Count the lines in the records below that contain the string "wooden", treating uppercase and lowercase as different. Give only the number.

===== Records for the task

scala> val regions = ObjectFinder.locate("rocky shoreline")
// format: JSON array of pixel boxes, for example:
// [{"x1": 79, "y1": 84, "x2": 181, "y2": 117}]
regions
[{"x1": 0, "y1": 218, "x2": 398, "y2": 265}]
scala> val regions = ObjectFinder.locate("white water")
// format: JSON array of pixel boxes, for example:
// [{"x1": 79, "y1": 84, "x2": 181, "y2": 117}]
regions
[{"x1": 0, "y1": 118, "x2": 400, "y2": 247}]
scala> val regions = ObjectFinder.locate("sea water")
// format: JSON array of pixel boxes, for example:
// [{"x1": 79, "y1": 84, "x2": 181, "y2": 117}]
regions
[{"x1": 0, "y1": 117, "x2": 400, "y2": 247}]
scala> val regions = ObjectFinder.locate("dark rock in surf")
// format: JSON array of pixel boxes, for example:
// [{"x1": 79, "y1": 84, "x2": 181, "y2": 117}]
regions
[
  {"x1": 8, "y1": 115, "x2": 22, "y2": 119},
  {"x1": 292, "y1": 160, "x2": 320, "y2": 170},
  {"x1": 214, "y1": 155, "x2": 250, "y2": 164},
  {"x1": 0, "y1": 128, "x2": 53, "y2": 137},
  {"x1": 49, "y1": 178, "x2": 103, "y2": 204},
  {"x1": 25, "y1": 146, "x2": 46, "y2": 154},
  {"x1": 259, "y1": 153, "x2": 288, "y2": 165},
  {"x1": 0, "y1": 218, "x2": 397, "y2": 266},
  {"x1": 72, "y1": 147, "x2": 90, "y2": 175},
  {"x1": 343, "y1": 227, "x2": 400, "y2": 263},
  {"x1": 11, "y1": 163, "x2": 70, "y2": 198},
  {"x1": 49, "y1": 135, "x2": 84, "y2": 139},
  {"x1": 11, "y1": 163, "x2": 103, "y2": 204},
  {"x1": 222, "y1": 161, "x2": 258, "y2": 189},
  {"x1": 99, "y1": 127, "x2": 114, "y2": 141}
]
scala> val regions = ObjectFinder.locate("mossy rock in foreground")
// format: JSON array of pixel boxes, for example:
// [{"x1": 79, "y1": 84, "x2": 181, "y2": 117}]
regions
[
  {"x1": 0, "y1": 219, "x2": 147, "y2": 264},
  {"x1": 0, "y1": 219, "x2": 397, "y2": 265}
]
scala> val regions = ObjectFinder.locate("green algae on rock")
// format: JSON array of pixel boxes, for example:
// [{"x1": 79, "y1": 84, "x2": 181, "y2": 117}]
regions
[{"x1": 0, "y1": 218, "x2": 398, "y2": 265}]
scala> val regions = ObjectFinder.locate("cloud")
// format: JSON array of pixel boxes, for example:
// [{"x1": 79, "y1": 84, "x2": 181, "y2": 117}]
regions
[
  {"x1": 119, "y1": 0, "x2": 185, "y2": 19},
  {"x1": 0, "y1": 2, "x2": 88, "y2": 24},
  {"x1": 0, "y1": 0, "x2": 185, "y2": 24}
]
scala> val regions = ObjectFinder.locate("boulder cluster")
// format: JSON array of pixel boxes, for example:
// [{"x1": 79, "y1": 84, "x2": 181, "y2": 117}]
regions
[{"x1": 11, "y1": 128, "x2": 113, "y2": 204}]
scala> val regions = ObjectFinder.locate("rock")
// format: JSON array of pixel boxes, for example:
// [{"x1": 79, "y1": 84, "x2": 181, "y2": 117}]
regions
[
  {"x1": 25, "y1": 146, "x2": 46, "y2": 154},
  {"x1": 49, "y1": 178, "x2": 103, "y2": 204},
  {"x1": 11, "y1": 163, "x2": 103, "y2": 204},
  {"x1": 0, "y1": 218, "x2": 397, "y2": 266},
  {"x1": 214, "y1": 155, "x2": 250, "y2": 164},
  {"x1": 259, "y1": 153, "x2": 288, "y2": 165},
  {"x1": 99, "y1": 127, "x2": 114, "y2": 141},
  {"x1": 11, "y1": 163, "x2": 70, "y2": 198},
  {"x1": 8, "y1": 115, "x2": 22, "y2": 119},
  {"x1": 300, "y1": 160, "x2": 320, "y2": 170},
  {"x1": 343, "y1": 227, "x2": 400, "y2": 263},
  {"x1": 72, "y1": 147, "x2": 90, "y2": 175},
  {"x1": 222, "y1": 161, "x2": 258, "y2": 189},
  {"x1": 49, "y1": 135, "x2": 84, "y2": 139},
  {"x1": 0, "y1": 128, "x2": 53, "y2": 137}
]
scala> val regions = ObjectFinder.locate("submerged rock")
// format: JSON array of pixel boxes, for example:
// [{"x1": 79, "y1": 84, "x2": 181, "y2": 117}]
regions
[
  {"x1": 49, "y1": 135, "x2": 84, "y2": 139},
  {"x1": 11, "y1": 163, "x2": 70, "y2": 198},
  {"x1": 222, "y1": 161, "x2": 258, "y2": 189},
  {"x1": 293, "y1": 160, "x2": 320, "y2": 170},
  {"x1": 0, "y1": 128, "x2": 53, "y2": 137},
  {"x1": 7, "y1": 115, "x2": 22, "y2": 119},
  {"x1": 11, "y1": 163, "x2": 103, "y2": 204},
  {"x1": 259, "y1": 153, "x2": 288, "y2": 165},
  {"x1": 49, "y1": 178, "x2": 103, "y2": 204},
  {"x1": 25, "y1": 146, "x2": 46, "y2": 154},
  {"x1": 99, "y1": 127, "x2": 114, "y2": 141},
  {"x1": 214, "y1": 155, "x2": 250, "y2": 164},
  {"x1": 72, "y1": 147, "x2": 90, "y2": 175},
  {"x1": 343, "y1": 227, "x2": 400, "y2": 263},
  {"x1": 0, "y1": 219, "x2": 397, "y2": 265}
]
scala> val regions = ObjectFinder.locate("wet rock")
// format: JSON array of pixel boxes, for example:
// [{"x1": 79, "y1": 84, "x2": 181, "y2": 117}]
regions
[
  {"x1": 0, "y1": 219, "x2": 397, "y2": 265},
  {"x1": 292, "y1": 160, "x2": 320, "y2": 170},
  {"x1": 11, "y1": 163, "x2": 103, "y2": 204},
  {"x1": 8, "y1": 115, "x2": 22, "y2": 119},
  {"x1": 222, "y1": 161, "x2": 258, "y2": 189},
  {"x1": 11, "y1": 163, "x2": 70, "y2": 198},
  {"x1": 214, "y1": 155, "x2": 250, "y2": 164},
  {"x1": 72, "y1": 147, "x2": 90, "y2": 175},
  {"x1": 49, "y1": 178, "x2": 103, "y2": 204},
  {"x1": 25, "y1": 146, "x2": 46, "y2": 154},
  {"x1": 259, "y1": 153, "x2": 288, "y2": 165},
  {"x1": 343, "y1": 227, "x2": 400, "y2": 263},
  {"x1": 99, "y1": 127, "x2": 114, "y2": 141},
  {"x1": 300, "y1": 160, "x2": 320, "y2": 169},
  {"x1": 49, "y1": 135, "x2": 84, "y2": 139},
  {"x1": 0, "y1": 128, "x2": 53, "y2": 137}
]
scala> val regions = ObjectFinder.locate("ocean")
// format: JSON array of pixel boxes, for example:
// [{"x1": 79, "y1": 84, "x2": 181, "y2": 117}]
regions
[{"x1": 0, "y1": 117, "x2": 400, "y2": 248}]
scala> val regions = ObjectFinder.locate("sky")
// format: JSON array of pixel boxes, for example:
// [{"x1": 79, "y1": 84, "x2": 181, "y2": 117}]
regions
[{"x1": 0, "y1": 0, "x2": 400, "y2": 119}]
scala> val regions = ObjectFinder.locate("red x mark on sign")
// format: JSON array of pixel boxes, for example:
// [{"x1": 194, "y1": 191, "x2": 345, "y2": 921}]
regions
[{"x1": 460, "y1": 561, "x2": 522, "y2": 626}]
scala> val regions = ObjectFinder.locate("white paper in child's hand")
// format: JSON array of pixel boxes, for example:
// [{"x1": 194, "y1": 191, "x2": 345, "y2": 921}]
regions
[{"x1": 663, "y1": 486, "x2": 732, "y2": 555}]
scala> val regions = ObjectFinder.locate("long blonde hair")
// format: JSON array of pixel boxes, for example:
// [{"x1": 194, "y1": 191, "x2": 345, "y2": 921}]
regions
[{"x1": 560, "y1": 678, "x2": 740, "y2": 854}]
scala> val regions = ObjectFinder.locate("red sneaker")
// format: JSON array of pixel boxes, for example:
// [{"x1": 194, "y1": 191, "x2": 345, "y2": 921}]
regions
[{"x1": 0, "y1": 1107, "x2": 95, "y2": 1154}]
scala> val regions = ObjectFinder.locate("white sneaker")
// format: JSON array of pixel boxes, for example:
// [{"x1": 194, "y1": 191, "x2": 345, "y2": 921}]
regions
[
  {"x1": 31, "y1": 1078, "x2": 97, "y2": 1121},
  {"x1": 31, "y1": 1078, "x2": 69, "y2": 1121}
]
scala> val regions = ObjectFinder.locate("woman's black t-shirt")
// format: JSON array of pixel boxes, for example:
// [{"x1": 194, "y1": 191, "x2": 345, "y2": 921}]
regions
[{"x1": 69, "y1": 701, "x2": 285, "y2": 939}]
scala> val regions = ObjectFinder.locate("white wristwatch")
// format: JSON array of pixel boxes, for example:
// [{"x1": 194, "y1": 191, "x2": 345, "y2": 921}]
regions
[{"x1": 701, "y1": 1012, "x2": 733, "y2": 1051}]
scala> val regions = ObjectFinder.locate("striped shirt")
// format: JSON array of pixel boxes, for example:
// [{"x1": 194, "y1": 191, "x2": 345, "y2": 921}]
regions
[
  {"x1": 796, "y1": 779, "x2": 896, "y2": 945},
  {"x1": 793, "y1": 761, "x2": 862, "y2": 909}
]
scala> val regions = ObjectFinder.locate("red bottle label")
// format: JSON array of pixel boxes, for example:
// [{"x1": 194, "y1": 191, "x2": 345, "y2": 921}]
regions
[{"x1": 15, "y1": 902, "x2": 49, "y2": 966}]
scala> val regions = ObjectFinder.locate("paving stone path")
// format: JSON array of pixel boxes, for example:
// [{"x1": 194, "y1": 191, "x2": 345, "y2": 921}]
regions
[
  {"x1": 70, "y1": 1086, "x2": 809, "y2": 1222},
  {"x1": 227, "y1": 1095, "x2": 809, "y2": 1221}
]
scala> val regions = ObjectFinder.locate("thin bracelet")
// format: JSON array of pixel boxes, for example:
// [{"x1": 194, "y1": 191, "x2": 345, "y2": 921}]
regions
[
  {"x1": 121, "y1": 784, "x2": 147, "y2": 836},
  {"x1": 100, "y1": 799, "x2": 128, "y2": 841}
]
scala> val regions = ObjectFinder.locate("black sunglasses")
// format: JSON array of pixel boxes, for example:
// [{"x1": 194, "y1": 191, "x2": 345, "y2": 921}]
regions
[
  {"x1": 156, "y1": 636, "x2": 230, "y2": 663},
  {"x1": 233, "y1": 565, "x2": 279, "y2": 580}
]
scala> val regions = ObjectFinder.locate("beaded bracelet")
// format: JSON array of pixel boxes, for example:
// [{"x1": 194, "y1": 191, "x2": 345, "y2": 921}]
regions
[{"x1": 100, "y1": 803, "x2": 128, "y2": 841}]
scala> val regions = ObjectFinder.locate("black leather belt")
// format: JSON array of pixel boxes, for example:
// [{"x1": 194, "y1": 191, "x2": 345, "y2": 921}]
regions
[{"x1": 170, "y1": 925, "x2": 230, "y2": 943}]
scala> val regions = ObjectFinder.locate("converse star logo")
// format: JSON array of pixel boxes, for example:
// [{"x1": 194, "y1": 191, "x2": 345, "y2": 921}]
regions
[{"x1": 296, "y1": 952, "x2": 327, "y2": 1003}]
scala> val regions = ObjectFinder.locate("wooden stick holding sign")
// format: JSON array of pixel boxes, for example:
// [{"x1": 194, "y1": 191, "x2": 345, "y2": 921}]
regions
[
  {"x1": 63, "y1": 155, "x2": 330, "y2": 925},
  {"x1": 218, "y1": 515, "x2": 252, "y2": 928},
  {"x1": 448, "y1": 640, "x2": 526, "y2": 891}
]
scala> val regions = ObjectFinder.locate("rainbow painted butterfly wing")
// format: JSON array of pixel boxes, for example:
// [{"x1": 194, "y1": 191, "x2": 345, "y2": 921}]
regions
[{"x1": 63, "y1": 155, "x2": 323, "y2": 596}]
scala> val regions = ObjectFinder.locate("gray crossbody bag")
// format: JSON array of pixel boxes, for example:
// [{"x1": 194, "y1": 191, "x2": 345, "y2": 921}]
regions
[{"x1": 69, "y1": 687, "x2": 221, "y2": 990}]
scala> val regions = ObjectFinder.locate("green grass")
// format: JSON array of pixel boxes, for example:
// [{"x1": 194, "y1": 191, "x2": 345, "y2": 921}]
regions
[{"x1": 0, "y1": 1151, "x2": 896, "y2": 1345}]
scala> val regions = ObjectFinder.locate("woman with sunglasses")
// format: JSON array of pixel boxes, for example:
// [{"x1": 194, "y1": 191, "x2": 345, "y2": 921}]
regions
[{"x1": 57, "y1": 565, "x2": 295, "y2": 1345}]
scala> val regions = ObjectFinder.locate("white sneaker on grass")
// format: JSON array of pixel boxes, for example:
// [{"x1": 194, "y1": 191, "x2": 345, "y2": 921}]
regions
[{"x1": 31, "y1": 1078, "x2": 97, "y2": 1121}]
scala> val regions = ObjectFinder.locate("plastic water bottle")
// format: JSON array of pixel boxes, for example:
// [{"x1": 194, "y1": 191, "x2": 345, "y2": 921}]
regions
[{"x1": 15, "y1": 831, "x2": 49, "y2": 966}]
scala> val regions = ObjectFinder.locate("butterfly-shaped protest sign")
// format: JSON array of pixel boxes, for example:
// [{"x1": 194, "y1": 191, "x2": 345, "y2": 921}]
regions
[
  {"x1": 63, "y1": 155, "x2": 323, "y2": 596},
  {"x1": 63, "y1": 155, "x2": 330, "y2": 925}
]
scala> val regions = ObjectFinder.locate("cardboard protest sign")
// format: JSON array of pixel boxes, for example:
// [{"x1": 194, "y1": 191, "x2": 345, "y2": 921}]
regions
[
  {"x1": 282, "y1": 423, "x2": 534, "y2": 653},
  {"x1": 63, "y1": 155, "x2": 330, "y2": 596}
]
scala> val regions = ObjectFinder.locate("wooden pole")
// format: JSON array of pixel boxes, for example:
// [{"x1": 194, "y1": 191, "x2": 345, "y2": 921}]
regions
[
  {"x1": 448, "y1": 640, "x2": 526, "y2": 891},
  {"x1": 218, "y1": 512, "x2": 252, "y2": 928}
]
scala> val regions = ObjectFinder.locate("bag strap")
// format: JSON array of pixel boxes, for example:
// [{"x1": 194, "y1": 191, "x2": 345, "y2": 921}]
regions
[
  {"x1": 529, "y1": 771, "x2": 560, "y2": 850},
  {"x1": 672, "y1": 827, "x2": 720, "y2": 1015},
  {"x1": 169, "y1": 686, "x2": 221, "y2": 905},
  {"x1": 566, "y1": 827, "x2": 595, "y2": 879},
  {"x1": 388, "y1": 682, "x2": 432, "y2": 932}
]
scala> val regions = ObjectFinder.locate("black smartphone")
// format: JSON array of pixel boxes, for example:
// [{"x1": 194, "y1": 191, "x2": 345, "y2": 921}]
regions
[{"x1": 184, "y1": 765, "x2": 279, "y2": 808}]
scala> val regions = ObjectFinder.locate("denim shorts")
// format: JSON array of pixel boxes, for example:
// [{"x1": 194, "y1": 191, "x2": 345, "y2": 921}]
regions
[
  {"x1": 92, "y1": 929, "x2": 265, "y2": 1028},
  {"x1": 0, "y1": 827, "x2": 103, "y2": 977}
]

==========

## Output for this exercise:
2